• **TASK INPUT**:
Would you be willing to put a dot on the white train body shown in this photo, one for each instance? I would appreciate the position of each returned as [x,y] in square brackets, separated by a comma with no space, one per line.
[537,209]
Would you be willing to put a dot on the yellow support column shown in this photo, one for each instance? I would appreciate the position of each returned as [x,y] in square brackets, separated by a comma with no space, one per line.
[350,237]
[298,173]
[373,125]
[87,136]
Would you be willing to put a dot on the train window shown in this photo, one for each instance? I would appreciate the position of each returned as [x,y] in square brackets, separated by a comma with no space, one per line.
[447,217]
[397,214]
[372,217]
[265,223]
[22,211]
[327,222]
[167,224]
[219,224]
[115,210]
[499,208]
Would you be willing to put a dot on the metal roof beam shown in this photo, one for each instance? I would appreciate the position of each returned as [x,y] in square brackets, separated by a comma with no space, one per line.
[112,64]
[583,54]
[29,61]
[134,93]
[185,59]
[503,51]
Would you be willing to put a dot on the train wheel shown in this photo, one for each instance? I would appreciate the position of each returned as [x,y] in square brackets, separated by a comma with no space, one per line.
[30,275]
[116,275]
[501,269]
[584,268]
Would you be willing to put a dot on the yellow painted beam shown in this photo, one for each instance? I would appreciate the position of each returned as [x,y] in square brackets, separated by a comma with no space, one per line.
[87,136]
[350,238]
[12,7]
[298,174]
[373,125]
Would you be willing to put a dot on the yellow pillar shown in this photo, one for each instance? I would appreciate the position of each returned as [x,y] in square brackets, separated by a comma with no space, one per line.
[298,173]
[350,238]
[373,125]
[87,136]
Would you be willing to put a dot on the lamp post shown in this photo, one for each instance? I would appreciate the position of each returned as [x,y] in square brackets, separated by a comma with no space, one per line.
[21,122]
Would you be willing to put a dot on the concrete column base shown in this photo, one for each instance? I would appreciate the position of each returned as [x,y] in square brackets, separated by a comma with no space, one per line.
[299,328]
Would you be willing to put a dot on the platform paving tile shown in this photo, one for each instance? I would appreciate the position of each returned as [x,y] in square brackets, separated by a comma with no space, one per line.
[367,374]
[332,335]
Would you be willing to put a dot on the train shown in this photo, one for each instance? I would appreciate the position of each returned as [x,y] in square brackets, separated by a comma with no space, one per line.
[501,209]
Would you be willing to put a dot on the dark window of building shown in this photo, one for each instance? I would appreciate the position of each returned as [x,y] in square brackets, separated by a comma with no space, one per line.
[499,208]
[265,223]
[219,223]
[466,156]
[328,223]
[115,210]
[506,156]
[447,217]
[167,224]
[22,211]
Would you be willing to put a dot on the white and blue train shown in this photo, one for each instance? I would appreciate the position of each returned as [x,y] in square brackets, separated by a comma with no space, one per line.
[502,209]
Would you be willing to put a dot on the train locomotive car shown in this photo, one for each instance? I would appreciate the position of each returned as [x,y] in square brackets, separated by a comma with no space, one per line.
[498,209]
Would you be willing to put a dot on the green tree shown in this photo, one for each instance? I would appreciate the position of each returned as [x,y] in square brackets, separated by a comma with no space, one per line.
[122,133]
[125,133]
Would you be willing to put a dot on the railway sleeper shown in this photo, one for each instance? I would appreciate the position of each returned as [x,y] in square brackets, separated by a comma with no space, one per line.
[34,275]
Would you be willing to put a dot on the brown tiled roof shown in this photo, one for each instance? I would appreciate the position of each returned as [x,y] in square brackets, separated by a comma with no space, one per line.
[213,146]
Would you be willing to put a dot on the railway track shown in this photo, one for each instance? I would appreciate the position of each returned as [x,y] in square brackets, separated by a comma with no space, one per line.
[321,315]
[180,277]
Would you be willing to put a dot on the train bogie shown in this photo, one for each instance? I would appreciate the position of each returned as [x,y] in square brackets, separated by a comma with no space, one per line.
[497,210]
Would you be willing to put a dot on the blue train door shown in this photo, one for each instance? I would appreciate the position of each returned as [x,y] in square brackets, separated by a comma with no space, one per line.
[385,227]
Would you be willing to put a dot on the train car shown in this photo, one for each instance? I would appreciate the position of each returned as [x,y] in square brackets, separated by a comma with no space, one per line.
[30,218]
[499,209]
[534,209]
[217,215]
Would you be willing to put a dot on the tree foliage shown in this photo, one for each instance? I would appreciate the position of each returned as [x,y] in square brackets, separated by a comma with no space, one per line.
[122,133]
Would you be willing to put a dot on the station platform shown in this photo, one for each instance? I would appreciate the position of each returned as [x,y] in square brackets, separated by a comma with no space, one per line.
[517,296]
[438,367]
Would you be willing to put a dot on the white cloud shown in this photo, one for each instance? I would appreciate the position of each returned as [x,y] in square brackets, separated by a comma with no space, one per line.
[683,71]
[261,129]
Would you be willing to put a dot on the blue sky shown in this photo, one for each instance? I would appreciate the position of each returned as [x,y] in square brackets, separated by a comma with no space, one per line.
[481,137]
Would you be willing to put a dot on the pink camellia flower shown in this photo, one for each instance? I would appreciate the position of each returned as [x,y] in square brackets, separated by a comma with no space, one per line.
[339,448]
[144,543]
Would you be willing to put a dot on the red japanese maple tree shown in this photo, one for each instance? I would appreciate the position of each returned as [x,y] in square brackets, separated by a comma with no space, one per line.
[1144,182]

• **WHAT NEEDS TO BE DONE**: In the answer, each line of the data must appear exactly as written.

• **RESPONSE AREA**:
Would you be willing to put a dot on the white train body shown in this photo, one for each instance? I would appreciate the position of each returned as [x,y] in square brackets, separated by a comma with no space, one per line.
[537,209]
Would you be willing to put a dot on the yellow support column shown in this photo, one for each instance? I would appreciate the position of each returned as [x,y] in square brackets, separated by a comma with no space, one per line.
[350,237]
[298,173]
[373,125]
[87,136]
Would you be willing to put a dot on the train window shown in this photo, one for each instance? I would appreciate the position of each returned as [x,y] in square brackets, separated by a comma with no space, one per line.
[447,217]
[397,214]
[372,217]
[265,223]
[22,211]
[327,222]
[167,224]
[219,224]
[115,210]
[499,208]
Would you be willing to put a dot on the metal roof beam shown in this photo, one for each instance? I would appreciate the position of each returned as [x,y] in square brackets, separated by a comma with no space, one per line.
[112,64]
[583,54]
[29,61]
[134,93]
[185,59]
[503,51]
Would you be willing to put a dot on the train wheel shown in this photo, one for each instance? I would appreciate the position of each returned as [x,y] in square brackets, separated by a comma with no space, one per line.
[30,275]
[116,275]
[501,269]
[584,268]
Would you be willing to put a dot on the yellow painted beam shown in this photo, one for each instance? I would appreciate the position of each returned as [x,y] in square brackets, separated by a comma with no space, one per line.
[87,136]
[350,238]
[12,7]
[298,174]
[373,125]
Would you be willing to put a dot on the yellow pillar shown in this photo, one for each instance? I would appreciate the position of each returned as [x,y] in square brackets, separated by a comma with no space, one per line.
[298,173]
[350,238]
[373,125]
[87,136]
Would you be willing to put a dot on the lamp post shown in this photo, one for each instance? I would appreciate the position of each returned as [x,y] in square brackets, separated by a comma with no space, one per line.
[21,122]
Would you be willing to put a dot on the concrete column base shown in this photo, one for each instance? I would appreciate the position of each returned as [x,y] in square brackets, separated by a comma with no space, one per line.
[299,328]
Would you be willing to put a dot on the platform paving tile shown in this photo, one for each instance? I would appreciate the position of each returned as [x,y] in square brackets, separated by a comma with no space, one per line.
[367,374]
[332,335]
Would you be willing to put a dot on the train shown in this photo, one for each instance? I would appreciate the position of each returned as [x,y] in square brackets, separated by a comma with no space, one per line.
[501,209]
Would you be willing to put a dot on the dark window of building shown in this photo, one for each instance? I would appreciate the position of each returned as [x,y] in square brackets, separated by a comma with no space, one per line.
[499,208]
[265,223]
[219,223]
[466,156]
[328,223]
[115,210]
[506,156]
[447,217]
[167,224]
[22,211]
Would you be willing to put a dot on the white and blue train shown in this photo, one for each instance? I would appreciate the position of each returned as [x,y] in square brackets, separated by a comma with no space, one per line.
[502,209]
Would you be willing to put a dot on the train locomotive car shown in this photo, one for each instance? I would appreciate the position of each returned as [x,y] in square brackets, separated by a comma with no space, one per line.
[498,209]
Would you be willing to put a dot on the green tree shown in this photo, one for each instance? I would appreciate the position of each returned as [x,y] in square brackets, separated by a comma with no space, one per line.
[122,133]
[125,133]
Would you be willing to put a dot on the railway sleeper shown in this photo, one for each instance? I would appreciate the position of each returned as [x,y] in square brackets, separated by a comma with no space, one per line.
[34,275]
Would you be willing to put a dot on the brown tiled roof shown in this photo, one for each instance? I would appreciate the position of each returned as [x,y] in square brackets, separated by a comma with no space, one per line.
[213,146]
Would you be willing to put a dot on the railway track shown in this photo, one for each instance? I would appreciate the position of each returned as [x,y] in square brackets, separated by a comma with no space, one per line.
[321,315]
[180,277]
Would you be willing to put a dot on the train bogie shown in this photo, one for each instance? I would appreciate the position of each returned as [x,y] in square brackets, separated by a comma with no space, one per line.
[497,210]
Would you be willing to put a dot on the blue train door shown in this photo, one for each instance? I would appreciate the position of each returned as [x,y] in square brackets, separated by a comma with no space, one per line.
[385,227]
Would you be willing to put a dot on the train car shown in this photo, one for each instance? I would appreciate the position of each returned as [x,y] in square brackets, separated by a comma with no space, one per line.
[30,218]
[499,209]
[534,209]
[217,215]
Would you be willing to put a dot on the tree foliage shown in this photo, one for each instance? I would appreciate the position of each returned as [x,y] in square brackets, separated by a comma with no space, one per line.
[122,133]
Would you be willing to put a dot on the station platform shown in this photo, one for each instance? I would appreciate the position of each returned as [x,y] in square brackets, separated by a comma with no space, one per line.
[517,296]
[438,367]
Would you be willing to put a dot on the white cloud shown in this photo, one for each instance? I would appreciate the position of each returned as [x,y] in square brackets, separated by a comma with no space, one per line.
[683,71]
[261,129]
Would you be willing to put a dot on the blue sky shown in this photo, one for each instance? I would appreciate the position of each returned as [x,y] in square brackets, separated by a comma with no space, one per line.
[481,137]
Would you be willing to put a dot on the pink camellia flower shown in this photo, one for each instance? I would appreciate the position of each returned as [x,y] in square brackets, separated by a comma with no space, one per line.
[339,448]
[144,543]
Would you be willing to put a dot on the red japanese maple tree shown in this photo, one for each instance? I would appreciate the position of each returned as [x,y] in square brackets, separated by a comma with no space, one per line.
[1144,182]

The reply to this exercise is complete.